** start Text excerpt **

# Plow for Yamaha 350



## skidmark845 (Nov 28, 2006)

I have a Yamaha 350 Wolverine 1997. Is this quad big enough to put a plow on???
I have a 100 yard drive way with a turn around. I would not let the snow accumulate over 4 inches or so.

Thanks,
Mark


----------



## bowhunter74 (Jun 12, 2008)

Yep, you will do ok.


----------



## skidmark845 (Nov 28, 2006)

*thanks bowhuter*

thanks bow hunter, I was wondering if anyone would respond. any other input from anyone would be appreciated. hey bowhunter74 I'm also a bow hunter. I take two weeks off from work every November. I just was a nice 8 pointer tonight while riding. Hunting is not as good here in NY as it is where you are in MO.

later


----------



## Hedgehog (Nov 18, 2006)

I once had a 2001 Wolverine 350 with a manual lift Cycle Country plow. It did pretty good. Not as good as my 04 Prairie 700 did but it didn't have a problem moving the snow.


----------



## EaTmYtAiLpIpEs (Aug 23, 2007)

as long as it is 4/wd you will be good. if it is 2/wd you better be heavy and put chains on the rear.


----------



## yamaguy (Aug 26, 2007)

I had a 48" Moose plow on my 1996 Wolverine, I used the winch to lift it. We had a couple of real snowy years and two 14"+ storms and it plowed like a champ!!!! The only time I had trouble is when the snow was heavy and I was plowing with the blade angled, but one 80 lb tube sand on the rear rack solved that problem. I only had the stock tires as well. The only reason I didn't go with a bigger plow is so that I could load it in the bed of my truck, I think it would of pushed a 60" with no problem.


----------



## mercer_me (Sep 13, 2008)

It will work just put chains on it.


----------

** end Text excerpt **
** start Extracted material **

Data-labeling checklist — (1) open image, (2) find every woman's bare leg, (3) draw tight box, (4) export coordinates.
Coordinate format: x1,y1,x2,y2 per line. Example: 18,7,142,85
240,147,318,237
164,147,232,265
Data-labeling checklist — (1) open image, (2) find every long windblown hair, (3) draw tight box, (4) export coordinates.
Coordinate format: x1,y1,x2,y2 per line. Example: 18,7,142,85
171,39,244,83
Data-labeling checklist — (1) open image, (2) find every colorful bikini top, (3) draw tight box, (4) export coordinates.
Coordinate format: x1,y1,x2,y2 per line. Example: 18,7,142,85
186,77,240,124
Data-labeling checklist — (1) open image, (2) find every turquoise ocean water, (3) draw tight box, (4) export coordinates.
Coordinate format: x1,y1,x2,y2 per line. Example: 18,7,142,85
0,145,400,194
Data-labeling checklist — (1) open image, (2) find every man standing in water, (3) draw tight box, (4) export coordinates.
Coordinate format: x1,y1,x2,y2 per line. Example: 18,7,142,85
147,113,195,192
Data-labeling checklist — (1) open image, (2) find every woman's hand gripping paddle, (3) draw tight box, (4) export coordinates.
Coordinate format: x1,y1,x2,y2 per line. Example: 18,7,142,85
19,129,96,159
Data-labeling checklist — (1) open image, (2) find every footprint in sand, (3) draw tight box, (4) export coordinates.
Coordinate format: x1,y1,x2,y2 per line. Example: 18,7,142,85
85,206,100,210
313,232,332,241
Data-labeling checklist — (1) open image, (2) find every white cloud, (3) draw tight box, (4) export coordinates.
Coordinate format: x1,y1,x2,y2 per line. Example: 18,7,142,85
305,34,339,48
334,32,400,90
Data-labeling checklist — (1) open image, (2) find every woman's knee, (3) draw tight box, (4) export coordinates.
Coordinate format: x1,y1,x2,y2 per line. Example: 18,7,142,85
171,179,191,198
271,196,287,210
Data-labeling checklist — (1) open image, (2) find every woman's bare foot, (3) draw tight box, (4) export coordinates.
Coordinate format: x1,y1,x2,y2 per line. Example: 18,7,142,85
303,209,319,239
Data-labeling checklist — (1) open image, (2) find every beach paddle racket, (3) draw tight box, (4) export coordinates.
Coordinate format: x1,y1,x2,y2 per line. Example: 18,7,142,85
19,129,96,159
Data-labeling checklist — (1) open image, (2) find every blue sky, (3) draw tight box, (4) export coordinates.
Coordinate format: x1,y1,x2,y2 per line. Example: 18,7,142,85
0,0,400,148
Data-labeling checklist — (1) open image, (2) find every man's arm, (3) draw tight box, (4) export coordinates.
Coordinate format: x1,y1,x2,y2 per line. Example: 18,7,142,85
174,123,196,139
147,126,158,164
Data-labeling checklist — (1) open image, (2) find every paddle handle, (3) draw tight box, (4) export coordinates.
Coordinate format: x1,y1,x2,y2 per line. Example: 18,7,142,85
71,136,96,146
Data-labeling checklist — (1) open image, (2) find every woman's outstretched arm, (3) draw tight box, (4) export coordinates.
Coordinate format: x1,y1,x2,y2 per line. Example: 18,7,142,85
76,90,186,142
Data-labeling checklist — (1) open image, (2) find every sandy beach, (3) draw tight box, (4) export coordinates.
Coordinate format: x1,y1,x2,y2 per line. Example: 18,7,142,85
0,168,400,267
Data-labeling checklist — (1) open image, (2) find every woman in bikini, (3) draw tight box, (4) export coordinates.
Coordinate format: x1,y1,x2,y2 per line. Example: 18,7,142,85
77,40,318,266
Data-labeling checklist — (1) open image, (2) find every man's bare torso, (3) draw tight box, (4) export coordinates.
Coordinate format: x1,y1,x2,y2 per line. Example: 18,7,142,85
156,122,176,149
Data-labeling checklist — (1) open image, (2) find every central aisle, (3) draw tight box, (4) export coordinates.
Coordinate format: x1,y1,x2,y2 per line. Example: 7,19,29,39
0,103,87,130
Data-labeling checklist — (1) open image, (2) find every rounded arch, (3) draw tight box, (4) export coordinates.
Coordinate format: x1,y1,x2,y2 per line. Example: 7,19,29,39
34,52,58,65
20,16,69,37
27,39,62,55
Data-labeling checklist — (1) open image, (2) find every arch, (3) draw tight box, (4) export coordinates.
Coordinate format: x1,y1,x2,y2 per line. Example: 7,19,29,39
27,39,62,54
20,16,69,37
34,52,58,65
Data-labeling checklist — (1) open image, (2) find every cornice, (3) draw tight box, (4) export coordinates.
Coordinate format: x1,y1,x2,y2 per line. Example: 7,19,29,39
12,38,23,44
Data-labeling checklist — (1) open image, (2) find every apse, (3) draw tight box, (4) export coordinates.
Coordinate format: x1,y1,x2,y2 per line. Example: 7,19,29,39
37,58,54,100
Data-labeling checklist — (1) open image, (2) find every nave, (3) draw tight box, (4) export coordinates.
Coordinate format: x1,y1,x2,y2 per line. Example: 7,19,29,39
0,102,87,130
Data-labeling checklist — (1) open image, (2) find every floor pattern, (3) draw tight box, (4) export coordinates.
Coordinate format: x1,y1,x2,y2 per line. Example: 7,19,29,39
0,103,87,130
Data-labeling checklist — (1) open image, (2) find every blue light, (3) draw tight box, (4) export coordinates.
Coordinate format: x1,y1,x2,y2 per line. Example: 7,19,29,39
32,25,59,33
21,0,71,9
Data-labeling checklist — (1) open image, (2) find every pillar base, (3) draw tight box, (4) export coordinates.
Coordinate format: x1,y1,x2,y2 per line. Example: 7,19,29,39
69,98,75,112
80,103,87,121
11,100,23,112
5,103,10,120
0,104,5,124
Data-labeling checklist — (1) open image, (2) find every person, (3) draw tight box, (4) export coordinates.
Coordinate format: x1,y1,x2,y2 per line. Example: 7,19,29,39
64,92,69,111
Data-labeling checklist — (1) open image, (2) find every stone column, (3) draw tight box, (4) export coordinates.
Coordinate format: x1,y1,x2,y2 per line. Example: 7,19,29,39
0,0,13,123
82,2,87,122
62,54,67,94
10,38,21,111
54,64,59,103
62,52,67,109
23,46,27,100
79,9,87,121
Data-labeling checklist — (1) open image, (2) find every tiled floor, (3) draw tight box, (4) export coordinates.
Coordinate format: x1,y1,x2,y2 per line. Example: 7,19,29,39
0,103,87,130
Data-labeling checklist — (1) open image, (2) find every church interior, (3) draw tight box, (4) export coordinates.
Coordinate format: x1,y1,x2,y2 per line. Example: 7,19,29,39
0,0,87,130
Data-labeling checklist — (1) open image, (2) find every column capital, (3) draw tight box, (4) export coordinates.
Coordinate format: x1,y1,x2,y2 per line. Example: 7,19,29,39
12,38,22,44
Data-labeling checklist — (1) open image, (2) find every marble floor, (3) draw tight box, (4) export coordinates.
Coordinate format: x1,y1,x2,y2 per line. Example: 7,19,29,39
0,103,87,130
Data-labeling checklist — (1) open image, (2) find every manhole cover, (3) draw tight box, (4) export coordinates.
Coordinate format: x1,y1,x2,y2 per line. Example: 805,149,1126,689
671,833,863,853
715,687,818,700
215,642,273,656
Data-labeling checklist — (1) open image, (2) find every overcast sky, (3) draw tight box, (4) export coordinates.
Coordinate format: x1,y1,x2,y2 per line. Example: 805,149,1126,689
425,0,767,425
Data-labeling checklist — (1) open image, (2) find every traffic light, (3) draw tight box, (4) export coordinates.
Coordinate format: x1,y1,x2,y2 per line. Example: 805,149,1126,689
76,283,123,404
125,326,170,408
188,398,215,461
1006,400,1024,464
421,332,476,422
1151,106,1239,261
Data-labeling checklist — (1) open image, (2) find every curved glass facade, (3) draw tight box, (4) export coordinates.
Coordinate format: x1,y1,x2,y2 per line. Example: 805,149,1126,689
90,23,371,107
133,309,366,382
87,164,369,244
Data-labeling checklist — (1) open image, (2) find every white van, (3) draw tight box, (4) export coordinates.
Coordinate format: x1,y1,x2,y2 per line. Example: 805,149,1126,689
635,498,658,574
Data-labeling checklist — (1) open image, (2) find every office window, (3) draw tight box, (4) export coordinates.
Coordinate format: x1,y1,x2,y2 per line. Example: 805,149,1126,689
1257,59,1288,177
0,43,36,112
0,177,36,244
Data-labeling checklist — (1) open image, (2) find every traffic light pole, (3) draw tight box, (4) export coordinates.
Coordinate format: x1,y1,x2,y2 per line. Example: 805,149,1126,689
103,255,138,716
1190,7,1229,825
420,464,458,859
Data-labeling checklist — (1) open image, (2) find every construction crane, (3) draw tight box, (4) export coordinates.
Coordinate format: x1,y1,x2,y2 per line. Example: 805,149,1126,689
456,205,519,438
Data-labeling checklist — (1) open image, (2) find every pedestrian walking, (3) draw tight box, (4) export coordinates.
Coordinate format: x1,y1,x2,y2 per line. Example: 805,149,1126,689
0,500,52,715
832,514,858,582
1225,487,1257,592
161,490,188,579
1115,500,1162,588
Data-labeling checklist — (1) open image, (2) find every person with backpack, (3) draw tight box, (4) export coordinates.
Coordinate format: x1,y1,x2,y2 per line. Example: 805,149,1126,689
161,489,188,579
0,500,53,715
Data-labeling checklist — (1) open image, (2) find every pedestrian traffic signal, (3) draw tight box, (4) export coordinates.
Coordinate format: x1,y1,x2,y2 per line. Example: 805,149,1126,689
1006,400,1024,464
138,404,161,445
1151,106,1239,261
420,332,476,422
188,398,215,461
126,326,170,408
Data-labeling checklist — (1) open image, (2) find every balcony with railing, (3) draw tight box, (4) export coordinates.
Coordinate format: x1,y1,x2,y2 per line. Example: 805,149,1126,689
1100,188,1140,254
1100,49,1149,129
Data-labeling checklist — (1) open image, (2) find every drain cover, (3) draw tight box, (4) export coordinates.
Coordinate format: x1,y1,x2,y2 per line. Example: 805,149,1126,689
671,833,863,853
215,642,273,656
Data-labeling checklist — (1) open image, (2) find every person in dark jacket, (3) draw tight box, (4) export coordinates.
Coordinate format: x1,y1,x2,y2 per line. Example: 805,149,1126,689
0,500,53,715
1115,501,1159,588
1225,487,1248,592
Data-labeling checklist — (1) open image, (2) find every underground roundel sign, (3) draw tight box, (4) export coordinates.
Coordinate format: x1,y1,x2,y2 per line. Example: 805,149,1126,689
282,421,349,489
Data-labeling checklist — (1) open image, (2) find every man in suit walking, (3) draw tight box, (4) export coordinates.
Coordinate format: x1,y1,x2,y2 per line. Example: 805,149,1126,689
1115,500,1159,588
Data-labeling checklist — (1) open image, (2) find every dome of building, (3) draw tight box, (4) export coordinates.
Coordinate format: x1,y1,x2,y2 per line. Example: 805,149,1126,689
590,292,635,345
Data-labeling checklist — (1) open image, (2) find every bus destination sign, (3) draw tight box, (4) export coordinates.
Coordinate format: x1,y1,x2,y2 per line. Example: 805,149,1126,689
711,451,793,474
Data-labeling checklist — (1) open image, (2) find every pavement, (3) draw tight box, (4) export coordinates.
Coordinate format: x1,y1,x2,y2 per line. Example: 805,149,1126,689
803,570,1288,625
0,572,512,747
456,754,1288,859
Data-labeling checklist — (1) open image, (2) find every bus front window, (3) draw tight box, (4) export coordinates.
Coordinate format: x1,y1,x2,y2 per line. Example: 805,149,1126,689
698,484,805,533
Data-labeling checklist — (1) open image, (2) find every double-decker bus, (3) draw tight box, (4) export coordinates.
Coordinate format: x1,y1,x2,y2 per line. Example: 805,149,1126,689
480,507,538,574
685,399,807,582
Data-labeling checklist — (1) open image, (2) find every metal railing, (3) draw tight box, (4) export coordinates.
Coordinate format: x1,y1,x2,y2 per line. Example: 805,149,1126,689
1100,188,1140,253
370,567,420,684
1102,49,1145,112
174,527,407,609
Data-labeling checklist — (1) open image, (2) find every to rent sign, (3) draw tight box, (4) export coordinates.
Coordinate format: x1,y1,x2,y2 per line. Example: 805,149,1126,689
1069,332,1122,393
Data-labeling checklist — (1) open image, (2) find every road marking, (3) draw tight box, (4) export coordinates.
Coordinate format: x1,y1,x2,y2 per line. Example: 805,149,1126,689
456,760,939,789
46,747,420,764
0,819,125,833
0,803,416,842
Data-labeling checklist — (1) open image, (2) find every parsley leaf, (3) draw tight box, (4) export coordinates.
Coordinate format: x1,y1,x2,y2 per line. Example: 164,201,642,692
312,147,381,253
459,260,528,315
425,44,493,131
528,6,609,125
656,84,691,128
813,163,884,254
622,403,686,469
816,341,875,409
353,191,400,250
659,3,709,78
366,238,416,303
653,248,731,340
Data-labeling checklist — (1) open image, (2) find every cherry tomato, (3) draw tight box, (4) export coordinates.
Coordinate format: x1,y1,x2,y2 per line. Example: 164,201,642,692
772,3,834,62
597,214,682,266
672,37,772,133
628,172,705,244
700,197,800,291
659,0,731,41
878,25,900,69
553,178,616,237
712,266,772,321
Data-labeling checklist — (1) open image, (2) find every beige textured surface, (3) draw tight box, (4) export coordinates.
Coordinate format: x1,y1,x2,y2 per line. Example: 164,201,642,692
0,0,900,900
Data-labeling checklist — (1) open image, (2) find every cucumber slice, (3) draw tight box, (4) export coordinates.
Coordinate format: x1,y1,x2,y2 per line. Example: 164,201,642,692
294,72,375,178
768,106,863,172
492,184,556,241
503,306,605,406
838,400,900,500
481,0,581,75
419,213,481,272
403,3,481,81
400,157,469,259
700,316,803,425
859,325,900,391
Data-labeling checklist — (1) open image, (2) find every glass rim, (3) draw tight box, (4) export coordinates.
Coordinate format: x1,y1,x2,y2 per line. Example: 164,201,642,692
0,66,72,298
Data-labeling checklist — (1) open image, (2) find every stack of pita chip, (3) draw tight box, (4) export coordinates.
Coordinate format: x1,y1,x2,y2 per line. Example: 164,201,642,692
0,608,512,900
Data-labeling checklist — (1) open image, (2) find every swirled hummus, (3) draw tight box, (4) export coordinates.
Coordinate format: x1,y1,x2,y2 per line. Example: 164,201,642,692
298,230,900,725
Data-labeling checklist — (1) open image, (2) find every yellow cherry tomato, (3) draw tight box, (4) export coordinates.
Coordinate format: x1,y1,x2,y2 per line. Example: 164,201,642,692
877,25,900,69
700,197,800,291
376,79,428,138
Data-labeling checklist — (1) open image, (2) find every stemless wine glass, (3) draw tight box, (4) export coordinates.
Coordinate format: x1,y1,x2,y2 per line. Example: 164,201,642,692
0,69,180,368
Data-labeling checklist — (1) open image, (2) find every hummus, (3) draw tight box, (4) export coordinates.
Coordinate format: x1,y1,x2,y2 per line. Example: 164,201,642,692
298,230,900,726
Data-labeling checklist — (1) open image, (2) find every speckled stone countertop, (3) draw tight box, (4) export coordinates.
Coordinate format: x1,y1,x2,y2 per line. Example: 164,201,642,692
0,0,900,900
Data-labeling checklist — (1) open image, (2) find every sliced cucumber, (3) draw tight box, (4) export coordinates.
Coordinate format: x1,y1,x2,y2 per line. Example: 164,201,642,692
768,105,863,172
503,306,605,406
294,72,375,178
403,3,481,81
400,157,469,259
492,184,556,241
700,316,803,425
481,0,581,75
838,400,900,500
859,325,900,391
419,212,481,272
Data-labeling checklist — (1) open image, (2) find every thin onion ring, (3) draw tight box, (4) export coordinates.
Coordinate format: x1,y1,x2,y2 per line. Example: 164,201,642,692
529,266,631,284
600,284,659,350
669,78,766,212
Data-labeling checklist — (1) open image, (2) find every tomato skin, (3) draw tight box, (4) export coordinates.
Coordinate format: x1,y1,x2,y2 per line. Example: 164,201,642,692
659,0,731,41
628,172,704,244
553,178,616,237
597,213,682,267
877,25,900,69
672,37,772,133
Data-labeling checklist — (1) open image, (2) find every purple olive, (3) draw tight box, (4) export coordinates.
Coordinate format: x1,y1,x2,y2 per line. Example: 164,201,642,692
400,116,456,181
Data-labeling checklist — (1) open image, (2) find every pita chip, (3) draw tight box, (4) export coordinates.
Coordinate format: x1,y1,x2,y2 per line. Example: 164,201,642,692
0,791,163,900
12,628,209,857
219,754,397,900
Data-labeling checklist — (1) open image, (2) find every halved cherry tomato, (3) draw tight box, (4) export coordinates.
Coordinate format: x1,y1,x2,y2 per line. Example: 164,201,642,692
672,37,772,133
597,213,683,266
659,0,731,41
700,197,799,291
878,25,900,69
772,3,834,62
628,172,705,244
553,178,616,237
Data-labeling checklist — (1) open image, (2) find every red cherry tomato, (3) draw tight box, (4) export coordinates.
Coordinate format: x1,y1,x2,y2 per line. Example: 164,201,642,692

** end Extracted material **

**Task requirements**
**A.** In the forum thread about putting a plow on a Yamaha 350, why did the owner of the 48" Moose plow not choose a bigger one? Answer in one to three sentences.
**B.** Copy the records word for word, from the line with "apse, (3) draw tight box, (4) export coordinates." through the line with "12,38,22,44", including both of those lines.

**Answers**
**A.** He stuck with the 48" plow so he could load it in the bed of his truck. He believed the Wolverine would have pushed a 60" plow with no problem.

**B.**
Data-labeling checklist — (1) open image, (2) find every apse, (3) draw tight box, (4) export coordinates.
Coordinate format: x1,y1,x2,y2 per line. Example: 7,19,29,39
37,58,54,100
Data-labeling checklist — (1) open image, (2) find every nave, (3) draw tight box, (4) export coordinates.
Coordinate format: x1,y1,x2,y2 per line. Example: 7,19,29,39
0,102,87,130
Data-labeling checklist — (1) open image, (2) find every floor pattern, (3) draw tight box, (4) export coordinates.
Coordinate format: x1,y1,x2,y2 per line. Example: 7,19,29,39
0,103,87,130
Data-labeling checklist — (1) open image, (2) find every blue light, (3) draw tight box, (4) export coordinates.
Coordinate format: x1,y1,x2,y2 per line. Example: 7,19,29,39
32,25,59,33
21,0,71,9
Data-labeling checklist — (1) open image, (2) find every pillar base, (3) draw tight box, (4) export coordinates.
Coordinate format: x1,y1,x2,y2 per line. Example: 7,19,29,39
69,98,75,112
80,103,87,121
11,100,23,112
5,103,10,120
0,104,5,124
Data-labeling checklist — (1) open image, (2) find every person, (3) draw tight box, (4) export coordinates.
Coordinate format: x1,y1,x2,y2 per line. Example: 7,19,29,39
64,92,69,111
Data-labeling checklist — (1) open image, (2) find every stone column, (3) draw tight box, (4) export coordinates.
Coordinate format: x1,y1,x2,y2 per line. Example: 7,19,29,39
0,0,13,123
82,2,87,122
62,54,67,94
10,38,21,111
54,64,59,103
62,52,67,109
23,46,27,100
79,9,87,121
Data-labeling checklist — (1) open image, (2) find every tiled floor, (3) draw tight box, (4) export coordinates.
Coordinate format: x1,y1,x2,y2 per line. Example: 7,19,29,39
0,103,87,130
Data-labeling checklist — (1) open image, (2) find every church interior, (3) draw tight box, (4) export coordinates.
Coordinate format: x1,y1,x2,y2 per line. Example: 7,19,29,39
0,0,87,130
Data-labeling checklist — (1) open image, (2) find every column capital, (3) draw tight box, (4) export coordinates.
Coordinate format: x1,y1,x2,y2 per line. Example: 7,19,29,39
12,38,22,44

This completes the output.